--- What is required ---
From the line containing "Annotation task — tag the car roof" through the last line of the entries below, repeat each line word for word and leave out the rest.

--- Entries provided ---
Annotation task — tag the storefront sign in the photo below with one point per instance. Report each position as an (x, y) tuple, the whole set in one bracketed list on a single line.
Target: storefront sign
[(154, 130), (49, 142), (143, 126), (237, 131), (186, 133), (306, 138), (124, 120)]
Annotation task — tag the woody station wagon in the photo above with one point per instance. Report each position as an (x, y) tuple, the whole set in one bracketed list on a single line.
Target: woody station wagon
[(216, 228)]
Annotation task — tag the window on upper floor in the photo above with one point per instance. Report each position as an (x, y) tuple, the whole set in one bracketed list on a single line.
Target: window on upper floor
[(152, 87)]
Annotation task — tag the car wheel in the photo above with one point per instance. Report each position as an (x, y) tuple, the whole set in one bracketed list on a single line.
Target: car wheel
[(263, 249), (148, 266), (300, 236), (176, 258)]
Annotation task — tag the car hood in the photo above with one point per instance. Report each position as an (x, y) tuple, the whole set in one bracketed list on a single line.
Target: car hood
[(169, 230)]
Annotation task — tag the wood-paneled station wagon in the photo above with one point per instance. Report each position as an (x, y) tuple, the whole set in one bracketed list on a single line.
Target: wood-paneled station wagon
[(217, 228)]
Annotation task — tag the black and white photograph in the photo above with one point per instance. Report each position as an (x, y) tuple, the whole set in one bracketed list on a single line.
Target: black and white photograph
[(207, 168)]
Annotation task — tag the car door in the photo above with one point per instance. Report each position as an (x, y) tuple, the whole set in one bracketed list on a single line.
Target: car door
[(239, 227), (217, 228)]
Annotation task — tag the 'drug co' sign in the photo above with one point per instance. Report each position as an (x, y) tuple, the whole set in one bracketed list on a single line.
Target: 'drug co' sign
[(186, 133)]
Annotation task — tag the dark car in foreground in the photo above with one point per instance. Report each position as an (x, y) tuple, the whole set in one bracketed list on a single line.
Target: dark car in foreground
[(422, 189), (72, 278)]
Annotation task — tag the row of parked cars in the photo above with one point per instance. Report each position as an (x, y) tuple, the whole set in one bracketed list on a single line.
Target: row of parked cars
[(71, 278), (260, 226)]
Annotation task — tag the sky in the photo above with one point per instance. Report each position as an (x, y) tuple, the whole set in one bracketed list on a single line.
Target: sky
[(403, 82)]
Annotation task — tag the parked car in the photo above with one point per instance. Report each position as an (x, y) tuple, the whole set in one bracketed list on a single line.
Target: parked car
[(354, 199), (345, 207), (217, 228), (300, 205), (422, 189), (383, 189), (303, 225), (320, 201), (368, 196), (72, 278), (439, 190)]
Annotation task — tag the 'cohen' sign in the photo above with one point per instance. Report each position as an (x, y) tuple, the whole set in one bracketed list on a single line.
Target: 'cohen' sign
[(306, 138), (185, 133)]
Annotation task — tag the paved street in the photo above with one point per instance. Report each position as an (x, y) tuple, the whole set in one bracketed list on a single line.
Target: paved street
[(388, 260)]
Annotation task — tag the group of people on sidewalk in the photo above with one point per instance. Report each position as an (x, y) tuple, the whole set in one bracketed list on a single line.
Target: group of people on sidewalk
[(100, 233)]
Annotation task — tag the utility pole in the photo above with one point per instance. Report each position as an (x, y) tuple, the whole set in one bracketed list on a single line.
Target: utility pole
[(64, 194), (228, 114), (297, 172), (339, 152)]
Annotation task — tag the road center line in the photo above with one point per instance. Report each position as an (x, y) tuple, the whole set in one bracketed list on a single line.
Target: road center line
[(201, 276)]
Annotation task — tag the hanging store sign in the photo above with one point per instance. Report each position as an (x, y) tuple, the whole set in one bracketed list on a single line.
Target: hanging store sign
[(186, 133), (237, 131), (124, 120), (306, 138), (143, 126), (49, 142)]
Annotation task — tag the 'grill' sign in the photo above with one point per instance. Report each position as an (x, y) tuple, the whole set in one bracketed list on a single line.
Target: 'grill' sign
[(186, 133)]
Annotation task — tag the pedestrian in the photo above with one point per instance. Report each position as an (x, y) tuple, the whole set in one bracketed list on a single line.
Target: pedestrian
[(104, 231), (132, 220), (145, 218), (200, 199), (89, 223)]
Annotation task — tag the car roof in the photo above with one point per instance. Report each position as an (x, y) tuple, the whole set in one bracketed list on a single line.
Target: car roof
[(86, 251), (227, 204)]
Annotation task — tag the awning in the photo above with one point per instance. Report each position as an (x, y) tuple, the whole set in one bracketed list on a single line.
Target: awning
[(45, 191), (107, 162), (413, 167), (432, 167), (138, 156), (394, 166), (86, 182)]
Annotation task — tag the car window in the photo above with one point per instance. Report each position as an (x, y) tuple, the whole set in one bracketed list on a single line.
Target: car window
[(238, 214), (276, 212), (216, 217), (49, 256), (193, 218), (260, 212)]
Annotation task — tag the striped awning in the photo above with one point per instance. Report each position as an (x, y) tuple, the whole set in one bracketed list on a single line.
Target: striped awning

--- Written reply ---
Annotation task — tag the car roof in the photo above with one point per instance. Report each position as an (x, y) tuple, the whole set in one bracketed list on a single line.
Target: car roof
[(86, 251), (227, 204)]
Annotation task — tag the awning in the photo above with one point per instance. Report each position as an (x, y) tuple, the whole set in one bracketed list on a single line.
Target: awning
[(45, 191), (107, 162), (413, 167), (432, 167), (138, 156), (394, 166), (86, 182)]
Annotation task — tag the car window in the photo above with one point per instance. Report each position as an (x, y) tuple, the whole set in one bracketed list on a single line.
Target: car window
[(238, 214), (276, 212), (216, 217), (49, 256), (193, 218), (260, 212)]
Annotation task — tag the striped awning in the photo above with one point per instance. Report each position as an (x, y) tuple, the whole set in one bracketed list on a single line.
Target: striped awning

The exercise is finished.